Excerpted passage:
Candidates for District 2 on San Diego’s Progress on Its Climate Action Plan

by on April 15, 2022 · 0 comments

in Election, Ocean Beach

The San Diego Union Tribune Editorial Board sent a 10-question survey to the five viable six candidates in the San Diego City Council District 2 race. OB Rag staff rearranged their responses on an issue by issue basis so readers can view them “side-by-side.”

Q: How satisfied are you with the progress the city has made on its Climate Action Plan and how will you ensure its legally binding goals are met? Specifically, what would you do to reduce carbon emissions?

Lori Saldaña

Moderately satisfied. Outreach, planning, and promotion has been extensive. It remains to be seen if sufficient budget allocations will pay for execution.

Every city department needs to educate and encourage employees to think in terms of meeting Climate Action Plan goals. Reward employees who provide innovative proposals that are implemented and result in significant progress towards meeting Climate Action Plan goals.

Specific land use recommendations: Add a “Climate Action Review” to all lease and development agreements. Examine existing properties for ways to conserve and generate on-site microgrids. If there are feasible options for on-site power micro-grids, add them to the lease.

Example: On Feb. 7, the City Council prepared to approve three-50 year lease extensions for hundreds of affordable senior homes on city property. The property manager had agreed to over $7 million in various property improvements. However, despite San Diegans paying the highest utility rates in the country, there was no council recommendation to add on-site solar energy. I recommended adding solar panels to reduce residents’ utility bills and save money on common area lighting/heating.

Result: City Councilmember Joe LaCava proposed an amendment to require solar for all three properties; it was approved unanimously, with the agreement of the property management representative. This model needs to be applied to all similar properties.

“You can’t improve what you don’t measure.”

Brief a:
List every specific land use recommendation in the page on District 2 candidates and the Climate Action Plan.

Material to process:
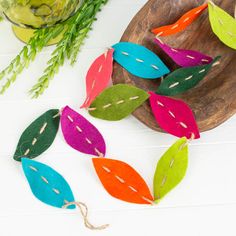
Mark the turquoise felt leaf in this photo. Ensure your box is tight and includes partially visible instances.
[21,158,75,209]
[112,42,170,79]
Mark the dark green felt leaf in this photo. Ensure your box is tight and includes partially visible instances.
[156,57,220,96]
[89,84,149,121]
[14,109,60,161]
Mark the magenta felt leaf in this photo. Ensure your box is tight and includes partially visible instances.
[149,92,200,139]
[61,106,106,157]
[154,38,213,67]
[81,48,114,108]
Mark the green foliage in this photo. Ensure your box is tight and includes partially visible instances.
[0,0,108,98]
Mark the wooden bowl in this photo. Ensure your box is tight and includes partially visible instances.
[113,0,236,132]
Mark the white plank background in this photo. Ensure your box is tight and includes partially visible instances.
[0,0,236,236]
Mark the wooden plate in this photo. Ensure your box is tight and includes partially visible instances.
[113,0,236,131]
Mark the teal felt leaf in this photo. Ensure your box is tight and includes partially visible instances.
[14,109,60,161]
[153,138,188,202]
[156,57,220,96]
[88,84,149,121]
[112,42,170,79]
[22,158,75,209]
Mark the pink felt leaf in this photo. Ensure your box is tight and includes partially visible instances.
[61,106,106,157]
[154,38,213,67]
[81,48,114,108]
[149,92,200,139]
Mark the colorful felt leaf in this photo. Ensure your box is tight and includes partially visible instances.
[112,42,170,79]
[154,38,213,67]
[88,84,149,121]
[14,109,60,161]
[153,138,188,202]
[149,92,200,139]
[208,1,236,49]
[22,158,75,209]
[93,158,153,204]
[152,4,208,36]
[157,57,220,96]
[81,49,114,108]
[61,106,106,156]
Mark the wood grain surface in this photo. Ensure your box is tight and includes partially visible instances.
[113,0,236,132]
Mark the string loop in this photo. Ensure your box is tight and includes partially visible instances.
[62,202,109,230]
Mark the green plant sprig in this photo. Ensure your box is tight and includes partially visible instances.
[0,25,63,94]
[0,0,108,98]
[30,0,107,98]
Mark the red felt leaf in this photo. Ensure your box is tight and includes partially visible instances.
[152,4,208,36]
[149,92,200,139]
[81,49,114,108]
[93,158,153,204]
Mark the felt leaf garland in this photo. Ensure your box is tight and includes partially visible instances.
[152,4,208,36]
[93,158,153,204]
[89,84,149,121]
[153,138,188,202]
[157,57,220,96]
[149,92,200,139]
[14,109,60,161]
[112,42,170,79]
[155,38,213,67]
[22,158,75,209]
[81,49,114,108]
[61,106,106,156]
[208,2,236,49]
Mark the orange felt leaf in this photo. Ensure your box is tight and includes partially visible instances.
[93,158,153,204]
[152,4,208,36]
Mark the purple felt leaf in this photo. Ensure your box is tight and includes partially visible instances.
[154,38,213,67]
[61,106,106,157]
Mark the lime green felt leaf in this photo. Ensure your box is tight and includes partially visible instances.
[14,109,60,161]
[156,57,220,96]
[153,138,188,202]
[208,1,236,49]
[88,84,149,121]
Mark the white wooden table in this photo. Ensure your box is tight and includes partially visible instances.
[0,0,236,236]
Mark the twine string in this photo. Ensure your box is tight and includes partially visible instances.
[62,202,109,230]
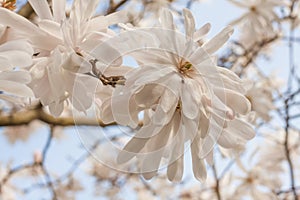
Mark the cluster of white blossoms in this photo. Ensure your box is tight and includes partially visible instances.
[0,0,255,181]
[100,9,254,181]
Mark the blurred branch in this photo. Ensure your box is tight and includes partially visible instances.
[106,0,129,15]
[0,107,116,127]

Brief b:
In the records, take the lines from the one with "Mark the blurred" through the end and reproduce them with "twig" in place of "branch". Leave everything else as it is.

Exercise response a:
- Add a "Climate Action Review" to all lease and development agreements.
- Examine existing properties for ways to conserve and generate on-site microgrids.
- If there are feasible options for on-site power micro-grids, add them to the lease.

Exercise response b:
Mark the blurred twig in this photo. Ensure your box is tight and includes partially visible instances.
[106,0,129,15]
[0,107,116,127]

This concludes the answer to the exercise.